**Try it**:
In full and without alteration, print the entries.

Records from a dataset
--- START ---

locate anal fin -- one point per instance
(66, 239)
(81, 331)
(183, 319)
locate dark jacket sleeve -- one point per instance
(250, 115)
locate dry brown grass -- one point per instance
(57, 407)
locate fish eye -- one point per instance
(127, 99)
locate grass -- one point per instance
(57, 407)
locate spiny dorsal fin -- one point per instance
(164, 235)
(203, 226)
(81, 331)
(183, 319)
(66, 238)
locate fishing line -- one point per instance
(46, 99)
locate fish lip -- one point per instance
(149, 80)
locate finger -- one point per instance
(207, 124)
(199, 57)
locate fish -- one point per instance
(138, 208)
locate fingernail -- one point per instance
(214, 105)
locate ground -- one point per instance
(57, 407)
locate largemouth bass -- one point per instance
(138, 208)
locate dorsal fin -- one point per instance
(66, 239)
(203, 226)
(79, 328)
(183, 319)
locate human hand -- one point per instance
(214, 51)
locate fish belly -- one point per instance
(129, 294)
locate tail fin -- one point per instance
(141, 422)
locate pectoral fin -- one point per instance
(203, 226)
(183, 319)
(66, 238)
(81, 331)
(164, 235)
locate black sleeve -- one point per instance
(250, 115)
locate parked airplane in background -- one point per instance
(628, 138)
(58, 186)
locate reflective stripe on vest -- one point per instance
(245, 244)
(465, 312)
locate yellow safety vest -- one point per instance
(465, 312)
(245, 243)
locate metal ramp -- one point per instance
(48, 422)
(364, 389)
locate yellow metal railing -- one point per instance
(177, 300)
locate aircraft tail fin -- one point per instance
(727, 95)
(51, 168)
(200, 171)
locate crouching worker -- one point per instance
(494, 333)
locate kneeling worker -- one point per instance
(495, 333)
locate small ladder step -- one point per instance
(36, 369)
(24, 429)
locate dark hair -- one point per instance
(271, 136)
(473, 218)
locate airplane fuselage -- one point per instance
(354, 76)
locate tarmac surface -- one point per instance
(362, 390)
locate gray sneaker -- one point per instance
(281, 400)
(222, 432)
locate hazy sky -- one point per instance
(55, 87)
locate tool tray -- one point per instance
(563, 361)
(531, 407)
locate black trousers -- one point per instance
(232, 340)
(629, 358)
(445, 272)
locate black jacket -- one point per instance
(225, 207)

--- END ---

**Written answer**:
locate anal fin -- one point per instance
(66, 239)
(81, 331)
(183, 319)
locate dark jacket sleeve -- one point per instance
(250, 115)
locate dry brown grass -- one point per instance
(57, 407)
locate fish eye -- one point per instance
(127, 99)
locate grass -- one point per instance
(57, 407)
locate spiny dorsal fin -- one point per instance
(164, 235)
(203, 226)
(81, 331)
(183, 319)
(66, 238)
locate fishing line -- one point per instance
(46, 99)
locate fish lip -- one point per instance
(149, 80)
locate finger -- one point per instance
(207, 124)
(199, 57)
locate fish -- one point per instance
(138, 208)
locate fingernail -- one point per instance
(214, 105)
locate ground -- one point per instance
(57, 407)
locate largemouth bass -- one point per instance
(138, 208)
locate dorsal fin -- one point per instance
(66, 239)
(203, 226)
(79, 328)
(183, 319)
locate human hand -- one point per instance
(214, 51)
locate fish belly -- one point per instance
(129, 294)
locate tail fin -- one point per instance
(141, 422)
locate pectoral fin -- one point per instance
(203, 226)
(183, 319)
(66, 238)
(81, 331)
(164, 235)
locate black sleeve -- one point per instance
(250, 115)
locate parked airplane in background -- one point per instance
(628, 138)
(58, 186)
locate reflective stripe on vest -- one point per instance
(245, 244)
(465, 312)
locate yellow safety vest -- one point per instance
(465, 312)
(245, 243)
locate metal ramp -- one point per instance
(48, 422)
(364, 389)
locate yellow metal railing -- one point per instance
(177, 300)
locate aircraft tail fin -- one point per instance
(727, 95)
(51, 168)
(200, 171)
locate crouching worker -- one point per instance
(494, 333)
locate kneeling worker -- one point per instance
(495, 333)
locate small ladder step -- one point per instance
(36, 369)
(24, 429)
locate dark hair -- one point per instance
(271, 136)
(473, 218)
locate airplane fuselage -- one point per instance
(354, 76)
locate tarmac surface -- one point per instance
(362, 390)
locate gray sneaker -- one point per instance
(281, 400)
(222, 432)
locate hazy sky -- one point per instance
(55, 87)
locate tool tray -- one point per instance
(563, 361)
(531, 407)
locate black trousers -- one point per instance
(232, 340)
(629, 358)
(445, 272)
locate black jacket -- one point per instance
(225, 207)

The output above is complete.